Один - это Македония, где воцарился Филипп V, сын Деметрия II и внук Антигона Гоната. Еще с юности мечтал он о Великой Македонии, которая охватила бы всю Элладу.
Другой - по сути дела далекие от мира диадохов и эпигонов Италийский полуостров и Сицилия, где Рим и Карфаген, многоголовый сенат и одинокий Ганнибал, боролись друг с другом за власть.
Против Филиппа готовилась выступить Эллада, которая, как обычно, была разъединена, и даже приближающаяся опасность не могла ее объединить. Впрочем, в Греции, именно в западной ее части, сформировалось значительное объединение крестьянского, демократического характера - Этолийский союз, который в это время оглядывался вокруг в поисках помощи. Он нашел ее у Аттала - победителя галатов. Объединившись с ним, союз провозгласил Аттала одним из своих стратегов.
Филипп собирался выступить против Греции. После битвы при Каннах и поражения Рима он заключил договор с Ганнибалом. Намечался передел мира: Ганнибал должен получить Италию, Филипп - Грецию и острова. На этих условиях они договорились помогать друг другу.
Сейчас греческий Пергам должен был защищаться уже не на берегах Каика, ибо граница обороны отодвинулась далеко на север и на запад.
Пергамского царя неожиданно вовлекли в распрю между греками и римлянами. Само собой разумеется, Этолийский союз искал контактов с Римом. В самый разгар Второй Пунической войны, летом первого года 143-й Олимпиады, на острове Эгине, находившемся во владении Аттала, состоялась очень важная, можно сказать решающая, встреча Аттала с претором П. Сульпицием, который направился туда со своим флотом, желая произвести впечатление на восточных союзников и завербовать себе новых сторонников. Аттал не любил Рим, особенно после всего того, что узнал и услышал о нем. Можно сказать, он любил его так же мало, как соловей любит сороку. Но создавшееся положение требовало от него заключения союза. Египет был так ослаблен (с одной стороны, Карфагеном, с другой - Сирией), что был близок к тому, чтобы вообще лишиться влияния на Средиземном море. Сирия всегда была враждебна Атталу. С Македонией часто бывали натянутые отношения. Пергамское царство оказалось в опасности, тем более что тесть Филиппа - Прусий I, царь Вифинии, бряцая оружием, готовился к нападению на его северо-западную границу. Пергаму нужен был сильный союзник, а кроме Рима он не мог найти другого. Итак, союз с Римом становится свершившимся фактом. Двадцать пять римских, и тридцать пять пергамских пентер (римляне называют их квинкверемами) выступили против Филиппа и одержали над ним блестящую победу. Но в это время Прусий вторгается в Пергамское царство.
Потом началась Первая Македонская война - война Рима против Филиппа. Афины умоляли Аттала о помощи, и он охотно ее предоставил. Предоставил, не думая о том, что за это он получит звание почетного гражданина Афин, что его ожидает триумфальная встреча и что в честь его будет воздвигнут памятник.
Союз с Римом не был для Аттала большой радостью, не раз он думал о том, что имеет дело не с воинами, а с торговцами-спекулянтами, которых больше всего интересовали трофеи. Так бывало часто, достаточно вспомнить, например, совместный захват Атталом и легатом Л. Апустием острова Андроса.
---
Продолжите рассказ о пергамском царе Аттале и его союзе с Римом, начав сразу после последнего предложения.
---
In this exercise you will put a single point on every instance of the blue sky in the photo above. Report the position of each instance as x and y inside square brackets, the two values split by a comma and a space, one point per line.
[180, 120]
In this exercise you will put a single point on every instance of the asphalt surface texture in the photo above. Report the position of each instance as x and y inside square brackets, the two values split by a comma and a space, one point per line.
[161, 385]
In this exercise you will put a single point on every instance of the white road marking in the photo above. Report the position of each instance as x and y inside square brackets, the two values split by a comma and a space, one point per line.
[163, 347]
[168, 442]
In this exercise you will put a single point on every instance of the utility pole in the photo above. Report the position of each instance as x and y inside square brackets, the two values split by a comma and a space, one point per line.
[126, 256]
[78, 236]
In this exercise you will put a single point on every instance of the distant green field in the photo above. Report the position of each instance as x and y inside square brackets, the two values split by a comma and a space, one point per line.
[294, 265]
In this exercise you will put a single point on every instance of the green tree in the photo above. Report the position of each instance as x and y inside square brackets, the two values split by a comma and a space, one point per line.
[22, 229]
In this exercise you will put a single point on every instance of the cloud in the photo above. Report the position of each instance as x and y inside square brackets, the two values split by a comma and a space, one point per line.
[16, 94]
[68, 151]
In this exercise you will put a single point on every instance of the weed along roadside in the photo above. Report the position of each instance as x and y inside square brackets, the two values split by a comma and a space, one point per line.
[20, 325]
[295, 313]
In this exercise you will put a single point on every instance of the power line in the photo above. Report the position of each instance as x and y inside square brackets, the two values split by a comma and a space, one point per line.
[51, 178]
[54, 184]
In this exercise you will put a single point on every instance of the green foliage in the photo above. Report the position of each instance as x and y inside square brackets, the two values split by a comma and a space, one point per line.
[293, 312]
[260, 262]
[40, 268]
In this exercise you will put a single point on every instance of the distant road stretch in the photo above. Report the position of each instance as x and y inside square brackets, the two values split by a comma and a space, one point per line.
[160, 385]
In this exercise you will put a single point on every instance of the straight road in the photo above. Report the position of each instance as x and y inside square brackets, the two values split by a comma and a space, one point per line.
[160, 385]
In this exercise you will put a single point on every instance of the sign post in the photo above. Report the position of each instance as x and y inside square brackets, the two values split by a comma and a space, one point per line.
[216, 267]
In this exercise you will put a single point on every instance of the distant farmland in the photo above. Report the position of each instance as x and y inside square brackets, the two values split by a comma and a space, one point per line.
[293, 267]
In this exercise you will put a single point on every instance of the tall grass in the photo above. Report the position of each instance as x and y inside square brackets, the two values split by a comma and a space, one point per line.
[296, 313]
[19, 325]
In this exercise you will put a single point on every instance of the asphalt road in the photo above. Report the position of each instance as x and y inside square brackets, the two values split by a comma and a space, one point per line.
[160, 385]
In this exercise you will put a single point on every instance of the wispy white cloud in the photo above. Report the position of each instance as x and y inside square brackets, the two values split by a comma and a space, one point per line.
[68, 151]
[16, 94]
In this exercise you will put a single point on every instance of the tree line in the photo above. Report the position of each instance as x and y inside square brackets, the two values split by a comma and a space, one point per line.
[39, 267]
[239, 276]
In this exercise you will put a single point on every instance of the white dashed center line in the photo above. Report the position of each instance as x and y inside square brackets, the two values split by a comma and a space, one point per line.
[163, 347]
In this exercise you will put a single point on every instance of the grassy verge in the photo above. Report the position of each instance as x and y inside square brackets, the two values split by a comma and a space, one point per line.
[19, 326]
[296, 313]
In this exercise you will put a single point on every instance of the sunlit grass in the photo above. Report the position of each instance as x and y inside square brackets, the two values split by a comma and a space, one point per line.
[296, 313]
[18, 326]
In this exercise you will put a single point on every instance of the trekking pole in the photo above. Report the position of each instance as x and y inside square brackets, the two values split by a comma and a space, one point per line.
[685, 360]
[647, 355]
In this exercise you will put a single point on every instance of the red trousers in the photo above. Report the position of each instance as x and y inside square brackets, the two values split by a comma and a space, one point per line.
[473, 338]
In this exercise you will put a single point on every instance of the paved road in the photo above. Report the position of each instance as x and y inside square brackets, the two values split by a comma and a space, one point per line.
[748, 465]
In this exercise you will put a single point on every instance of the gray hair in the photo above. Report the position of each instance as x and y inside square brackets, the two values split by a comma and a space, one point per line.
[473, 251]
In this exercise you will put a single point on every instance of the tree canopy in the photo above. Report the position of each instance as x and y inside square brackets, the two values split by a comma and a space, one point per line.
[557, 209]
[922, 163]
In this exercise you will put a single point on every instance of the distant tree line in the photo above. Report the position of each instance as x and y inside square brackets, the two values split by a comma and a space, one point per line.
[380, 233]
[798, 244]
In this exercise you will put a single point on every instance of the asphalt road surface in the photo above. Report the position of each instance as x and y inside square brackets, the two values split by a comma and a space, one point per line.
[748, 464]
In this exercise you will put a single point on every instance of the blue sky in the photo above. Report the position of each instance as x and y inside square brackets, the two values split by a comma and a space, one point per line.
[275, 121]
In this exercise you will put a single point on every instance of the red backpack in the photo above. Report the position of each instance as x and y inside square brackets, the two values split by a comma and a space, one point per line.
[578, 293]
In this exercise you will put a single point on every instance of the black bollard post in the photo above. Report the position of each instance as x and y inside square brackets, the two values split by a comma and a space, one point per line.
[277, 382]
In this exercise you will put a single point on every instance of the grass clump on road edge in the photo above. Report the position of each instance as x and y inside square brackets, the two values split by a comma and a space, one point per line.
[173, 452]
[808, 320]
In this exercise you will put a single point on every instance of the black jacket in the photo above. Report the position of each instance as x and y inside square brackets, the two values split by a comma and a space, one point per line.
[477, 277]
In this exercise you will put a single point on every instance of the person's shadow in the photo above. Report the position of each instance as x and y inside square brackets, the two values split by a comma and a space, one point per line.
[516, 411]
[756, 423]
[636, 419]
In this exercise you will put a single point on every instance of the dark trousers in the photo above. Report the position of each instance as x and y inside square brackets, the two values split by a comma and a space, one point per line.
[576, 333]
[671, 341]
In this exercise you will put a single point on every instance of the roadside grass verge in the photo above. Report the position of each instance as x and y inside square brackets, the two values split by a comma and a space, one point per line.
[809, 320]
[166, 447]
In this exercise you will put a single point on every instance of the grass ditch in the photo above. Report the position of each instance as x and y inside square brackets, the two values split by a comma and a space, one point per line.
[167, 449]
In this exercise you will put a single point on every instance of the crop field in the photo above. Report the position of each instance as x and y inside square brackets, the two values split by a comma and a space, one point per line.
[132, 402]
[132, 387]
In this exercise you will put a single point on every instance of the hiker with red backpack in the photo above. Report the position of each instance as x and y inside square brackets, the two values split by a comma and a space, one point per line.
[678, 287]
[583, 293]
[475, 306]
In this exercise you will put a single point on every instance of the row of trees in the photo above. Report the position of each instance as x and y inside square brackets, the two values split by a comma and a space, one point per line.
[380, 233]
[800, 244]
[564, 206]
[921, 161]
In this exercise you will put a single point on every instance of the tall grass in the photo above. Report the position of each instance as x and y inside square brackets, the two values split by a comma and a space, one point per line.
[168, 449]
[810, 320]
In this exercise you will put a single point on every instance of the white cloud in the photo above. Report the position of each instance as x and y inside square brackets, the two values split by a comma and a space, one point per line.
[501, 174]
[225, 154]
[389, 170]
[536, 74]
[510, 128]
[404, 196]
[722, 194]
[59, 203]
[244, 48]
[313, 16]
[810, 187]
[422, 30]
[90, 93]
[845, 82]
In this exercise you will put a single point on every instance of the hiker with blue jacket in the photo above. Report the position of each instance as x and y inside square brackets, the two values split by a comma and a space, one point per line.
---
__Итог задания__.
Потом в войну вмешивается Антиох из Сирии и вторгается на пергамскую территорию. Атталу пришлось спешно направить посольство в Рим с энергичным напоминанием о том, что он может оказать помощь Риму в войне с Филиппом лишь в том случае, если Рим защитит Пергам от Антиоха. Иначе он будет вынужден вернуться домой, чтобы самому защищать свое царство. Сенат не ответил ни да, ни нет. Ведь Рим был также и в союзе с Антиохом и почитал за лучшее ограничиться увещеваниями последнего.
Наконец на стороне союзников выступил Ахейский союз, и Филипп понял, что не имеет больше никаких шансов на победу, особенно после поражения Ганнибала. Под Киноскефалами произошла последняя битва, и Филиппу пришлось пойти на мир. Тогда всем стало ясно, что понимают римляне под словом "мир". Филипп был вынужден отказаться от всех своих владений, кроме самой Македонии, уплатить высокую контрибуцию, сократить свою армию до пяти тысяч человек, а флот - до пяти судов. Правда, ему оставили звание и титул царя Македонии, но царская власть его была призрачной, полностью зависимой от милостей Рима.
Это было последним событием в жизни царя Аттала. Возвратившись домой, встреченный счастливой женой и сыновьями, радуясь блеску и красоте своего города, он умер в возрасте семидесяти двух лет от апоплексического удара. Скорбь охватила весь греческий мир, так как он не знал ни одного человека, жизнь которого была бы столь цельной, столь прямолинейной, который заслужил бы столько похвал благодаря своей справедливости, умеренности, честности, своей любви к искусству, как Аттал. Теперь взоры всех с надеждой устремились к сыну и наследнику Аттала - двадцатичетырехлетнему Эвмену.
В четвертом году 145-й Олимпиады начинается правление Эвмена II, которое продолжалось тридцать восемь лет. Первые годы его правления были омрачены войной, в которой пришлось принять участие и Риму и Пергаму.
Взаимоотношения с Римом не стали более близкими и дружественными, но союз продолжал существовать. Однако римский сенат действовал так, что временами казалось, будто он хочет отказаться от этого союза. Создалось впечатление, что сенат возвел в принцип бесцеремонное обращение с пергамскими царями (хотя Аттал незадолго до своей смерти и преподнес капитолийскому Юпитеру золотую корону весом 246 фунтов) и стал относиться к этолийским и ахейским союзникам почти как к своим подданным. Им приходилось все это терпеть. И не потому, что им нравилось, как сегодня их попирают, а завтра ласкают, а потому, что у них не было иного выхода. После устранения Филиппа Македонского наибольшей опасностью для Пергама стал Антиох Великий, царь Сирии. Рим тоже с опаской поглядывал на Антиоха, своего союзника. Так же относился к Риму и Антиох. Для Антиоха Азия уже стала мала, и он замахнулся на Европу. Риму, в свою очередь, показалась мала Европа, он начал наступать на Азию.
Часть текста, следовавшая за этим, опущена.